▸ **Objective**:
Identify every line below that contains the word "base", and copy each of those lines in full.

▸ **Entries shown**:
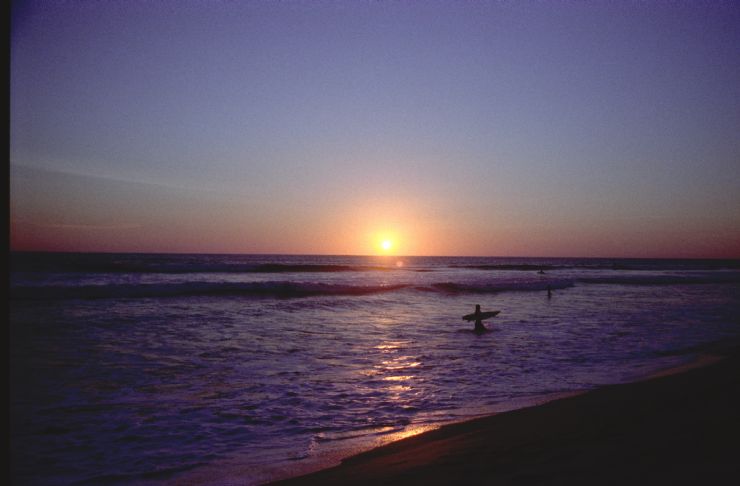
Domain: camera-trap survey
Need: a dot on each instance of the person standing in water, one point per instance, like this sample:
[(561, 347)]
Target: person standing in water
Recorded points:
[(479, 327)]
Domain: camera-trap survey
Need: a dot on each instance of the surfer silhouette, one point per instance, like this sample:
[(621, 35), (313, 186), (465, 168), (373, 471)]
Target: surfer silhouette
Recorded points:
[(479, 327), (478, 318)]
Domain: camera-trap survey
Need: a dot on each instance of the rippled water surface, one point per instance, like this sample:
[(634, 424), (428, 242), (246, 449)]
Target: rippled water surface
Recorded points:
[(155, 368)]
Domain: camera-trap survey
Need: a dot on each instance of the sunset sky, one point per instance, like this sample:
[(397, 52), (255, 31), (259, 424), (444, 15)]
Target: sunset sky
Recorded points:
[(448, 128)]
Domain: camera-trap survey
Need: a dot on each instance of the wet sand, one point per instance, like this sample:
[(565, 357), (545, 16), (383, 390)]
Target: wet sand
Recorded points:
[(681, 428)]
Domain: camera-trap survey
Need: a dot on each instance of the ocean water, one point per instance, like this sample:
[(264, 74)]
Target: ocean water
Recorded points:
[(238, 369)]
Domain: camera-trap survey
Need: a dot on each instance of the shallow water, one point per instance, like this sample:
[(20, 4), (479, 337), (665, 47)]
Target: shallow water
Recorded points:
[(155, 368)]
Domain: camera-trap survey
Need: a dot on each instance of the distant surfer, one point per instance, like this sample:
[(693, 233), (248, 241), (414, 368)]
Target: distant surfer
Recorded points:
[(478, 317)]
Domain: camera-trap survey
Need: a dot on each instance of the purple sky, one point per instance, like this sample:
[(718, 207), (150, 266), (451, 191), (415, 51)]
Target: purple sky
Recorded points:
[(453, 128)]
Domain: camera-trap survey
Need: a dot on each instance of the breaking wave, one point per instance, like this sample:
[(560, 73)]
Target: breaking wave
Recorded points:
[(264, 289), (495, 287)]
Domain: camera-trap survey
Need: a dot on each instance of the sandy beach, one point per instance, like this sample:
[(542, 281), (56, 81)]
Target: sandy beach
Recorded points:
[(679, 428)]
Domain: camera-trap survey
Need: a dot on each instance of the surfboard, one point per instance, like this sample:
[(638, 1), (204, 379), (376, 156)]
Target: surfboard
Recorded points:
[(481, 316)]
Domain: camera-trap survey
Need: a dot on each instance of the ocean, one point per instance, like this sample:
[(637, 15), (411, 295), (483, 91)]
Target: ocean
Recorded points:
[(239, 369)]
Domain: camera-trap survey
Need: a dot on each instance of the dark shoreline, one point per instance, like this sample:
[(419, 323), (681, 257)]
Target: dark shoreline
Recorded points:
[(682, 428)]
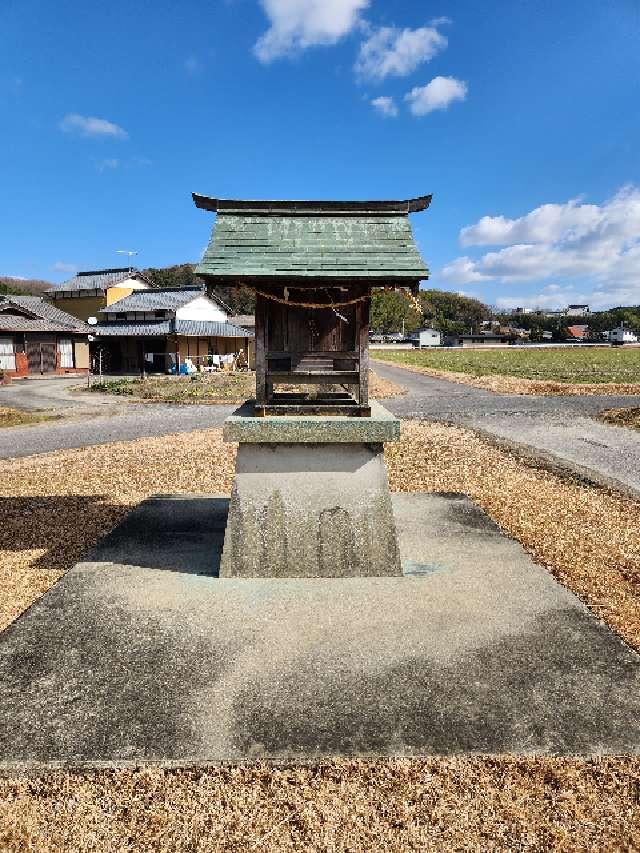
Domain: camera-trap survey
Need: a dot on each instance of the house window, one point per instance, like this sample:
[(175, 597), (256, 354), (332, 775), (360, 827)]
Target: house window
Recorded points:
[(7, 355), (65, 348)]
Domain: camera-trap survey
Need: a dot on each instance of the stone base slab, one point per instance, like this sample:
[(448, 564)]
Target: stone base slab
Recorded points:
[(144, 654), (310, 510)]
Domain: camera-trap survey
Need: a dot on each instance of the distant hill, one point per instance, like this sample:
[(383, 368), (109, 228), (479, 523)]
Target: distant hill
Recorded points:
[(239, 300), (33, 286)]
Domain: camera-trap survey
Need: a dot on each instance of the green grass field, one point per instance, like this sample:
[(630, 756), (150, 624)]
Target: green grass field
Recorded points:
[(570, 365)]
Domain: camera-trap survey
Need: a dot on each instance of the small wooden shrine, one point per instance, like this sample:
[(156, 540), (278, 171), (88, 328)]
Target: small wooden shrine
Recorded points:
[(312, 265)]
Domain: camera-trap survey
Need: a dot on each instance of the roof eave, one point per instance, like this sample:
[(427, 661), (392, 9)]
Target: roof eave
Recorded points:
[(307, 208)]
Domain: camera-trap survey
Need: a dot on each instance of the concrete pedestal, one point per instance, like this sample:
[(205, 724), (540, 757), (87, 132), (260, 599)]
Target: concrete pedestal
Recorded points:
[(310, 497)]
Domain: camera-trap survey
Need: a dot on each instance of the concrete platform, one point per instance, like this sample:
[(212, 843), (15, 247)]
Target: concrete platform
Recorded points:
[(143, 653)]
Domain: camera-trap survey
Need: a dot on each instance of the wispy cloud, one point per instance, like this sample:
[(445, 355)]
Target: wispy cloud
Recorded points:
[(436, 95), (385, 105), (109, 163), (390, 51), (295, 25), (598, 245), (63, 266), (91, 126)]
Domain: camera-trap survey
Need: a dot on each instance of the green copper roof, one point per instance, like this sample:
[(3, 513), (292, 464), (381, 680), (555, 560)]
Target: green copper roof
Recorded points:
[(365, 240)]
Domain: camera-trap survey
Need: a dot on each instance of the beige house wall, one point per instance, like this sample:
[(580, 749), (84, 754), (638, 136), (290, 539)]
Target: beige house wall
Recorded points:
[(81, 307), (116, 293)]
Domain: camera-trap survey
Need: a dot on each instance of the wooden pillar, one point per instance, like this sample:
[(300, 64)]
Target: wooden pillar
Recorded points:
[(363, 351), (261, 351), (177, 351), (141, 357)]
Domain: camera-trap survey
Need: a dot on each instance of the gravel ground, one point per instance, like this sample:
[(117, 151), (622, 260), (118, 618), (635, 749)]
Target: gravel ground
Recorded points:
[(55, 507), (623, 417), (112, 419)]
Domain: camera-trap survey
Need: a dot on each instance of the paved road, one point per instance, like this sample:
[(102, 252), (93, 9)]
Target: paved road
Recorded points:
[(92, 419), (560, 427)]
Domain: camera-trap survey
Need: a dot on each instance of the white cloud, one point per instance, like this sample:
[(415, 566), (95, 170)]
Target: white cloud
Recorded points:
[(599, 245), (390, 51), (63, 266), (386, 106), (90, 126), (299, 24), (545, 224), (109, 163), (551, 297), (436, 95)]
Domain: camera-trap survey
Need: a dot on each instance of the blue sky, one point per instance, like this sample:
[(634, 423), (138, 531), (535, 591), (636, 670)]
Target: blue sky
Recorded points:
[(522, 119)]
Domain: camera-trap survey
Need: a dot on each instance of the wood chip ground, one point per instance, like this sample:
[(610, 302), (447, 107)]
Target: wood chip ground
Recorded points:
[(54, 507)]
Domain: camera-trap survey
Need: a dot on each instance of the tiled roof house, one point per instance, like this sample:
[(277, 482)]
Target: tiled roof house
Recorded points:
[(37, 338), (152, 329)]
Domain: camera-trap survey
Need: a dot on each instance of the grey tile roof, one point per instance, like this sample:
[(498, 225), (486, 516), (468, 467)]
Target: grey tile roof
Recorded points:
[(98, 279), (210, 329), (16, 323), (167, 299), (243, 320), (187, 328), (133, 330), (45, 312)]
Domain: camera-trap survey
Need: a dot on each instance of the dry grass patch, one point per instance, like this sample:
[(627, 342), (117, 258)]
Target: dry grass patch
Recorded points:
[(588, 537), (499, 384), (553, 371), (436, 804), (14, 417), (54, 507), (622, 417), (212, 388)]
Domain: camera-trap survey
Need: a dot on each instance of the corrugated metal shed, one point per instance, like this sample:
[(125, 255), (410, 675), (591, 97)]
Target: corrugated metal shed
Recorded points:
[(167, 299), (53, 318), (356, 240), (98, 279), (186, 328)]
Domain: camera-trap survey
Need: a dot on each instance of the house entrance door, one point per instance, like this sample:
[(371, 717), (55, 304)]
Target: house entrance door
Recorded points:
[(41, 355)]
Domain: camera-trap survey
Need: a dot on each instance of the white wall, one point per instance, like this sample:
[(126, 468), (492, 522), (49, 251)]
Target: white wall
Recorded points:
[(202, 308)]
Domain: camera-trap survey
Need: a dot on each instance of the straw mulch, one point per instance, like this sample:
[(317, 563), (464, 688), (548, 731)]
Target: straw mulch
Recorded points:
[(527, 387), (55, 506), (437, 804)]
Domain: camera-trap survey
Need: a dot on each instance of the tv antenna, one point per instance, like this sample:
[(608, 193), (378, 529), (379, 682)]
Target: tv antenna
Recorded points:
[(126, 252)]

▸ **Answer to the problem**:
Need: a dot on each instance of the stone base slab, one point per instance, like this sample:
Target: stone base slab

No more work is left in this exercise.